Dataset rows on object locations:
** start **
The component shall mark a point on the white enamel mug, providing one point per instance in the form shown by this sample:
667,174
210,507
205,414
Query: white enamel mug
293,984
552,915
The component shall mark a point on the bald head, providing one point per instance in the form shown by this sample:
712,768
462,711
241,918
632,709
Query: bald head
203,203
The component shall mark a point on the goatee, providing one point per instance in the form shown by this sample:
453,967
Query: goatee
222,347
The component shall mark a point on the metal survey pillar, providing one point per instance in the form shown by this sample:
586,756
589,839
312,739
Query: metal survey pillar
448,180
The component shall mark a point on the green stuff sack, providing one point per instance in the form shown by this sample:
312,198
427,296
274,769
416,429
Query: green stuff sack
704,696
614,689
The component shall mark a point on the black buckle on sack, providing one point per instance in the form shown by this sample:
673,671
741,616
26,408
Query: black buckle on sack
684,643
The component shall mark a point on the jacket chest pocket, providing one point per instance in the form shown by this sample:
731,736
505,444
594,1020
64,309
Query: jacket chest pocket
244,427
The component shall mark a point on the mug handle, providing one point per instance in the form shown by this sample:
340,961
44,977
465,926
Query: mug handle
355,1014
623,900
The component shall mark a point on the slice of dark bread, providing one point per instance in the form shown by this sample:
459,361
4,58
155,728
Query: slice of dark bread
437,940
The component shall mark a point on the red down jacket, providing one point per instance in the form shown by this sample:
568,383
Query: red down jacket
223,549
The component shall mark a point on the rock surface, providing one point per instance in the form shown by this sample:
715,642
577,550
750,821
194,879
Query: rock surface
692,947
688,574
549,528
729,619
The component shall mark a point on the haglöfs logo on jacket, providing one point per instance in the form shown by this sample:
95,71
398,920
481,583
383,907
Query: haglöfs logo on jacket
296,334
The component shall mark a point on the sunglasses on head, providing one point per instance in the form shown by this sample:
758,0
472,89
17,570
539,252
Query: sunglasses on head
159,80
** end **
Problem to solve :: Reproduce every line of the data above verbatim, from the first line through the last.

Task answer ::
The component shall mark a point on the white enamel mug, providing one point per instance in the form shown by this sample:
667,174
210,507
205,414
Query: white enamel mug
293,984
552,915
The component shall mark a point on the bald head, providing one point per instance in the form shown by this sample:
712,768
462,711
241,918
632,709
Query: bald head
203,203
The component shall mark a point on the goatee, providing one point per instance in the form shown by this sample:
453,967
Query: goatee
222,347
The component shall mark a point on the metal survey pillar, providing one point per instance in the form shown by this sample:
586,756
589,839
312,739
Query: metal survey pillar
448,180
The component shall mark a point on the green stuff sack, providing one point per instance in the form shown by this sample:
312,198
427,296
274,769
416,429
Query: green stuff sack
704,696
614,689
The component shall mark a point on the black buckle on sack, providing one point per instance in the form shown by this sample:
673,671
741,616
26,408
Query: black buckle on sack
684,643
The component shall mark a point on the jacket chest pocket, providing one point per instance in the form shown by this sample:
731,736
505,444
594,1020
64,309
Query: jacket chest pocket
244,427
The component shall mark a point on the mug handle, providing one point per instance in the form shown by this sample:
340,961
44,977
465,926
Query: mug handle
355,1014
623,900
The component shall mark a point on the slice of dark bread, providing one point per instance in the form shown by this sample:
459,361
4,58
155,728
Query: slice of dark bread
437,940
The component shall mark a point on the red down jacket, providing one point per instance in the form shown by this sample:
568,383
Query: red down jacket
223,549
The component shall mark a point on the rock surface, providing one point per instance in the form shown by this sample:
715,642
577,550
750,821
194,879
Query: rock surface
692,947
688,574
549,528
729,619
The component shall mark a point on the haglöfs logo on jacket, providing one point per instance in the form shown by this sample:
95,71
398,920
481,583
383,907
Query: haglöfs logo on jacket
296,334
The component shall mark a point on the sunglasses on head, providing one point per instance in the form shown by this sample:
758,0
472,89
17,570
539,252
Query: sunglasses on head
159,80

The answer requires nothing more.